▶ _Given information_:
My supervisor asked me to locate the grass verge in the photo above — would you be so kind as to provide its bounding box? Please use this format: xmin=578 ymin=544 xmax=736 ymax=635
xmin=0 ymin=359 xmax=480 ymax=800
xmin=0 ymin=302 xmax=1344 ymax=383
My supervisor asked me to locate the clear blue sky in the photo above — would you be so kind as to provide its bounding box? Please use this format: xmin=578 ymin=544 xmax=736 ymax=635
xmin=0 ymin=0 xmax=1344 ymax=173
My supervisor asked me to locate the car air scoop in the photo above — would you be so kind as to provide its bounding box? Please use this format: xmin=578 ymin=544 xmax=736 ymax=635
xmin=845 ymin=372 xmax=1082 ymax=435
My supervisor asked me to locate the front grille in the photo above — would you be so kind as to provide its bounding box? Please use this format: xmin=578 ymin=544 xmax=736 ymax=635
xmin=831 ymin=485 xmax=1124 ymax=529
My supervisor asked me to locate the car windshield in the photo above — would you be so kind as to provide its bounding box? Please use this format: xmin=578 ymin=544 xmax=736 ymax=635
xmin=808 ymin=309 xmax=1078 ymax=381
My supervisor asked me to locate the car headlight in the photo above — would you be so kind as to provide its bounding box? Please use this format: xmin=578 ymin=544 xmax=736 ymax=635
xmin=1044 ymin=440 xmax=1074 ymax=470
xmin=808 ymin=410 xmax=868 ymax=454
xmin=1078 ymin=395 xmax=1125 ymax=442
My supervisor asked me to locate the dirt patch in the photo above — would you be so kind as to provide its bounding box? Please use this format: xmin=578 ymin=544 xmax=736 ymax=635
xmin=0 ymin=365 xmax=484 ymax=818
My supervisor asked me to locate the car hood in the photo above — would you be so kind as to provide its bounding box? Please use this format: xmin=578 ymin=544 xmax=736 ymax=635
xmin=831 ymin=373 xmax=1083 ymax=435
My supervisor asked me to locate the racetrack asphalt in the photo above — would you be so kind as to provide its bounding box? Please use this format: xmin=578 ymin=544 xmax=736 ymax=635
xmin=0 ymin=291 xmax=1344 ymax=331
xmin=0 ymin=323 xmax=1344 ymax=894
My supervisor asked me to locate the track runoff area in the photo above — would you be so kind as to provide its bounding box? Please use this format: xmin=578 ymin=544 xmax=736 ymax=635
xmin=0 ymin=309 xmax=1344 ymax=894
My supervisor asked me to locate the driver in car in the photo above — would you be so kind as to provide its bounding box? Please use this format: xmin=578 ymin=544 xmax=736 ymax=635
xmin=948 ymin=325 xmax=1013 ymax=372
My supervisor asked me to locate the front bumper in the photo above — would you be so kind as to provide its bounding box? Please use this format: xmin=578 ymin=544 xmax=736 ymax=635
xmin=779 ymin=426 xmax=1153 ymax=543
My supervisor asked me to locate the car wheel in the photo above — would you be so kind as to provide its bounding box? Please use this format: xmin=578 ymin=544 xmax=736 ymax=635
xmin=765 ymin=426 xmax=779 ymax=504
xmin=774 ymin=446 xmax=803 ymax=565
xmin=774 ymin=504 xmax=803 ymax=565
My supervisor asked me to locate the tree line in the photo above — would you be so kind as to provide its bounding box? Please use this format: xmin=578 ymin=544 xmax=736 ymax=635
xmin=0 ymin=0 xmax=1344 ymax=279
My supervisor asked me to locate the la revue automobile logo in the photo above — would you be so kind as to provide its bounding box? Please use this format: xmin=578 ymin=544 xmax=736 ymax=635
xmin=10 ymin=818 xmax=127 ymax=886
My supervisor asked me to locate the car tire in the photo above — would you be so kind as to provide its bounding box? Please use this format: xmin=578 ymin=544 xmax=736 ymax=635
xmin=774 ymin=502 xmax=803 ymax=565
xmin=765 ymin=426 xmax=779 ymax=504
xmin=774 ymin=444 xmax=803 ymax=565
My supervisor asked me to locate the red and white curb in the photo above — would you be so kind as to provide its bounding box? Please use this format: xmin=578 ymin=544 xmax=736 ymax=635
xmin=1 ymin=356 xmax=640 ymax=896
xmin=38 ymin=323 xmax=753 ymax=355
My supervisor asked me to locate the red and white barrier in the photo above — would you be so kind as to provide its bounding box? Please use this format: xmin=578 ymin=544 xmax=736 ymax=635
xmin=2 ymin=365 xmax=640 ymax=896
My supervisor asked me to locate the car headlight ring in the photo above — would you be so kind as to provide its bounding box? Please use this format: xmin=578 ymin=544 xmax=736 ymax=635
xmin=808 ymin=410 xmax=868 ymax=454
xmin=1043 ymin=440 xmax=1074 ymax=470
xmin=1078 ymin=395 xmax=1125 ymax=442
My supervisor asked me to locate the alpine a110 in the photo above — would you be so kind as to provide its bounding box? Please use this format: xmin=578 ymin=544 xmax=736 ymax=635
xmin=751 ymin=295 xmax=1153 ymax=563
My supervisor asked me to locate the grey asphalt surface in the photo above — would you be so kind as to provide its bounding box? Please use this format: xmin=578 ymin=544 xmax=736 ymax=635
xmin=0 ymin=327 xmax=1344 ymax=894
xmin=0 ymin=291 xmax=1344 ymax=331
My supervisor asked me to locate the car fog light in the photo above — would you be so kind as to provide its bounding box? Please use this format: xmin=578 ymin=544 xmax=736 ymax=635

▶ _To do_: Filter the records above, keeping every line that contains the word "white".

▶ _Written reply_:
My supervisor asked me to locate the red and white curb in the photo above — would you be so kind as to provide its bounding box? Please use this format: xmin=578 ymin=544 xmax=736 ymax=635
My supervisor asked me to locate the red and white barrier in the photo above — would you be so kind as to provide its bounding box? Please use this format: xmin=578 ymin=544 xmax=736 ymax=635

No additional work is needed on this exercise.